| Provided data |
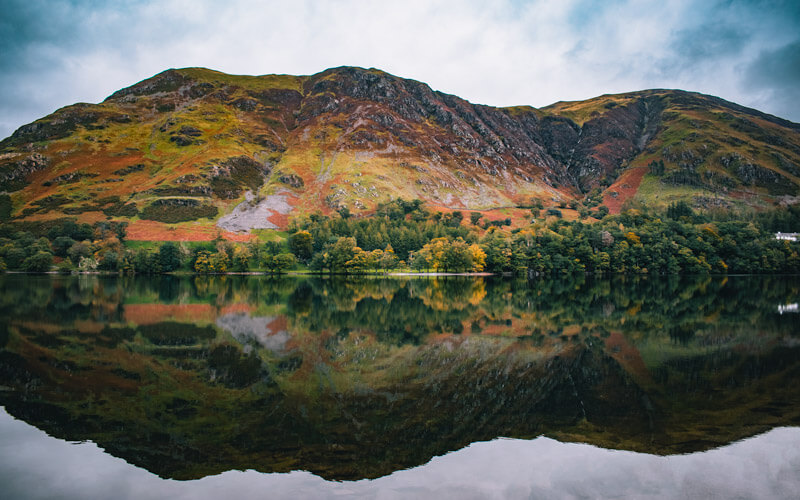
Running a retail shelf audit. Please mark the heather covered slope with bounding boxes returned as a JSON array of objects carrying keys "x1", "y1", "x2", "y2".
[{"x1": 0, "y1": 67, "x2": 800, "y2": 236}]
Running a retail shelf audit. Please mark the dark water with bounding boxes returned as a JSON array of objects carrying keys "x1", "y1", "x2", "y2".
[{"x1": 0, "y1": 275, "x2": 800, "y2": 498}]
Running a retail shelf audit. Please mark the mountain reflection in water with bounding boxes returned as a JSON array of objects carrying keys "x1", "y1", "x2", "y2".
[{"x1": 0, "y1": 275, "x2": 800, "y2": 480}]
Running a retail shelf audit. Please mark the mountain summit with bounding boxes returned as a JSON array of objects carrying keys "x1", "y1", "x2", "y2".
[{"x1": 0, "y1": 67, "x2": 800, "y2": 232}]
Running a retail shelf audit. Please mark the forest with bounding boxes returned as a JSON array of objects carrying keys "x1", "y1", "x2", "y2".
[{"x1": 0, "y1": 199, "x2": 800, "y2": 276}]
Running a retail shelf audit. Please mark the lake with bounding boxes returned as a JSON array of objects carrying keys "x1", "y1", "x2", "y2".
[{"x1": 0, "y1": 274, "x2": 800, "y2": 498}]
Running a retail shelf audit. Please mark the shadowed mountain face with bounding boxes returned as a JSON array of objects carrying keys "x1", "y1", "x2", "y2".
[
  {"x1": 0, "y1": 67, "x2": 800, "y2": 229},
  {"x1": 0, "y1": 276, "x2": 800, "y2": 480}
]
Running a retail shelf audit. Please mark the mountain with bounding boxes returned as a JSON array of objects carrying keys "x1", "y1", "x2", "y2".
[{"x1": 0, "y1": 67, "x2": 800, "y2": 236}]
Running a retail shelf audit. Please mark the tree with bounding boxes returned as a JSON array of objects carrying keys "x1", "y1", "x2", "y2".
[
  {"x1": 158, "y1": 241, "x2": 181, "y2": 273},
  {"x1": 22, "y1": 250, "x2": 53, "y2": 273},
  {"x1": 264, "y1": 253, "x2": 297, "y2": 274},
  {"x1": 289, "y1": 231, "x2": 314, "y2": 262}
]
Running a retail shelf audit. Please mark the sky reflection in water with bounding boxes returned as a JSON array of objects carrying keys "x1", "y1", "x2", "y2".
[{"x1": 0, "y1": 411, "x2": 800, "y2": 499}]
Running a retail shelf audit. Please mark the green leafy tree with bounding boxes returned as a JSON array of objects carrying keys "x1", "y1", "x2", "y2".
[
  {"x1": 158, "y1": 241, "x2": 181, "y2": 273},
  {"x1": 289, "y1": 230, "x2": 314, "y2": 262}
]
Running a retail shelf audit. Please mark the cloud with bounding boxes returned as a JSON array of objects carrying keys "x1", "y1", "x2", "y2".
[
  {"x1": 742, "y1": 39, "x2": 800, "y2": 121},
  {"x1": 0, "y1": 0, "x2": 800, "y2": 137}
]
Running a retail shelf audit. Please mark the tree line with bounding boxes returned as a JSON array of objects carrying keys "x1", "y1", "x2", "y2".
[{"x1": 0, "y1": 199, "x2": 800, "y2": 275}]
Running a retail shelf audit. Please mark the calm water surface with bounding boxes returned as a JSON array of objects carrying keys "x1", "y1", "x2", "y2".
[{"x1": 0, "y1": 275, "x2": 800, "y2": 498}]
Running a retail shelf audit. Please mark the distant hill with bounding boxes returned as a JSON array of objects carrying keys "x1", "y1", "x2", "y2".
[{"x1": 0, "y1": 67, "x2": 800, "y2": 232}]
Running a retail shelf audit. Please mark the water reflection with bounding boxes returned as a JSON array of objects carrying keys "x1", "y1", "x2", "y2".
[{"x1": 0, "y1": 275, "x2": 800, "y2": 479}]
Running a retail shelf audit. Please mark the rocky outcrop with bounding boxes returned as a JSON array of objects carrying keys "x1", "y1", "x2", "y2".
[{"x1": 0, "y1": 153, "x2": 49, "y2": 192}]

| Work to be completed |
Please select every line in the data above that contains the word "lake" and copy each of those lines.

| Finished answer |
Running a retail shelf audit. Please mark the lake with bounding boxes returned as a JSON array of objects carrying keys "x1", "y1", "x2", "y2".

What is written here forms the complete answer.